TEXTO PARA LEITURA:
§
Ele não tinha qualquer consciência nacional, sentimento inexistente na época, inclusive no mundo ocidental supostamente civilizado. Além disso, todos os reis berberes elogiados pelos detratores «imazigihen» eram, na sua maioria, de cultura romana ou greco-romana. Mais próximos, pelo seu modo de vida, das opulentas classes aristocráticas romanas do que dos pobres camponeses «líbicos ou líbios», qualificados, aliás, por Salluste como «animais selvagens». Tal como as elites berberistas contemporâneas argelinas estão mais próximas, pelo seu modo de pensar, das classes burguesas ocidentais e sionistas do que dos proletários argelinos de expressão cabila. De qualquer forma, pelo seu modo de vida sedentário ou nómada, suas vestimentas miseráveis e seu habitat rudimentar, o antigo «berbere» era mais próximo do seu irmão camita egípcio e semita iraquiano ou palestiniano do que dos seus líderes romanizados (hoje em dia, diríamos ocidentalizados). 

Portanto, não existiu um povo cabiliano, mas sim tribos berberófonas heterogéneas que se misturaram desde tempos imemoriais com os fenícios (Iflissens), os marabus (Imravthen vindos da Mauritânia), os romanos, os bizantinos, os espanhóis, os italianos, os turcos e até mesmo os franceses.

Hoje, os habitantes de língua cabila são inteiramente argelinos, certamente com especificidades locais, como todas as regiões do globo. A única diferença entre um habitante da região de Tizi Ouzou e um residente de Oran, Tlemcen ou Bachar é a língua vernácula, último resquício distintivo. Mas uma língua vernácula não faz uma civilização, nem um povo. Muito menos uma nação ou um Estado-nação. Com tais postulados irracionais que consistem em justificar a fundação de um Estado com base na existência da língua vernácula, teríamos 7000 povos, ou seja, 7000 países independentes. 

É certo que, ao longo da história milenar da Argélia (Magrebe), existiram numerosas tribos «berberófonas». Mas os idiomas utilizados eram muito díspares de uma região para outra. O termo «berbere» é um termo genérico. Devido a essa heterogeneidade linguística, não se pode falar de uma comunidade «amazighe», muito menos da existência de uma nação berbere ou cabila (isso seria cair no anacronismo, já que as nações são uma criação recente).

Além disso, outro ponto importante a destacar: ao longo da história, a «língua tamazight», tão elogiada hoje em dia pelos berberistas, nunca conheceu um período de florescimento escritural. Uma era de ouro de influência intelectual, de produção literária. Nunca serviu de veículo de expressão de uma cultura erudita escrita.  Ao contrário da língua árabe, criticada e desprezada pelos berberistas, que brilhou durante séculos em parte do mundo, tanto nos registos literários e filosóficos como científicos.
§
EXERCÍCIO BREVE: Transcreva, do texto sobre a identidade berbere, o trecho que começa em "Além disso, outro" e vai até "filosóficos como científicos.", inclusive.
§
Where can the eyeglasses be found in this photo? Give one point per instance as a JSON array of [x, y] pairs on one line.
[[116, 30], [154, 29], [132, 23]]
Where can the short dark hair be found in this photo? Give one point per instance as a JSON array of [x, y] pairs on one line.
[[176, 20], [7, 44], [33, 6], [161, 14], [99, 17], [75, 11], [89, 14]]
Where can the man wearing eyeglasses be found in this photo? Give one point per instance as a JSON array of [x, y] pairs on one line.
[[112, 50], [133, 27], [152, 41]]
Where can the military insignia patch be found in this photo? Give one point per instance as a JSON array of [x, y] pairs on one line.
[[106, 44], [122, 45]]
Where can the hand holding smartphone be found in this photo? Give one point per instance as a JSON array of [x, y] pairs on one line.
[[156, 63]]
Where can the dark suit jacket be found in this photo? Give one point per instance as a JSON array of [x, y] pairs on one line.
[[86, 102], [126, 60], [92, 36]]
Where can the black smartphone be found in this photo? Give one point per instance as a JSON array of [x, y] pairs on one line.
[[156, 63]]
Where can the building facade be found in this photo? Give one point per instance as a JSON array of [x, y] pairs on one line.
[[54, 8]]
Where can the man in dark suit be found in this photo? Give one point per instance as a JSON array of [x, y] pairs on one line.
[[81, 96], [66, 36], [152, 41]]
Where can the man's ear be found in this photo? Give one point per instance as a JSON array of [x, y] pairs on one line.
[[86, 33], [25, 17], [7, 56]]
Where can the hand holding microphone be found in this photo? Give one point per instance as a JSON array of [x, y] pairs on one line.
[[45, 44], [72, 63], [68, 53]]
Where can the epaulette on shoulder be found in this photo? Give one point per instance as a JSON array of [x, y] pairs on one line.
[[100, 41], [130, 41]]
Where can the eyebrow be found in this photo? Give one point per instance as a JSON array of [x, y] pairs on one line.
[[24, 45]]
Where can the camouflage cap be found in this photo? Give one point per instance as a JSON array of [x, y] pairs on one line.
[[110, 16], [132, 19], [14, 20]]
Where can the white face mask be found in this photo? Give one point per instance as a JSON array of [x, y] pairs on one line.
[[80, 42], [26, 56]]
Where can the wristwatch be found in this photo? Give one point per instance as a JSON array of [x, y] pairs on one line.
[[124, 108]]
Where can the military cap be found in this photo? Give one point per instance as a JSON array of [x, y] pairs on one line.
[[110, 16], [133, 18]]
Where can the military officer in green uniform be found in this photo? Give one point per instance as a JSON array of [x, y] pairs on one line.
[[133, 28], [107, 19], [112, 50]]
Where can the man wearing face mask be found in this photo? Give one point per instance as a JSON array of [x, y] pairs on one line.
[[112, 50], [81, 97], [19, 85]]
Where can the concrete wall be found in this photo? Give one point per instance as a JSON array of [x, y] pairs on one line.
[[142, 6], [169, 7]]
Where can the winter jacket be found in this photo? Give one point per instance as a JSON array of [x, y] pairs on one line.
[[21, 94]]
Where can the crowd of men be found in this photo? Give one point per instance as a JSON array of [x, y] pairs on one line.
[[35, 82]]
§
RESOLUÇÃO DA TAREFA:
Além disso, outro ponto importante a destacar: ao longo da história, a «língua tamazight», tão elogiada hoje em dia pelos berberistas, nunca conheceu um período de florescimento escritural. Uma era de ouro de influência intelectual, de produção literária. Nunca serviu de veículo de expressão de uma cultura erudita escrita.  Ao contrário da língua árabe, criticada e desprezada pelos berberistas, que brilhou durante séculos em parte do mundo, tanto nos registos literários e filosóficos como científicos.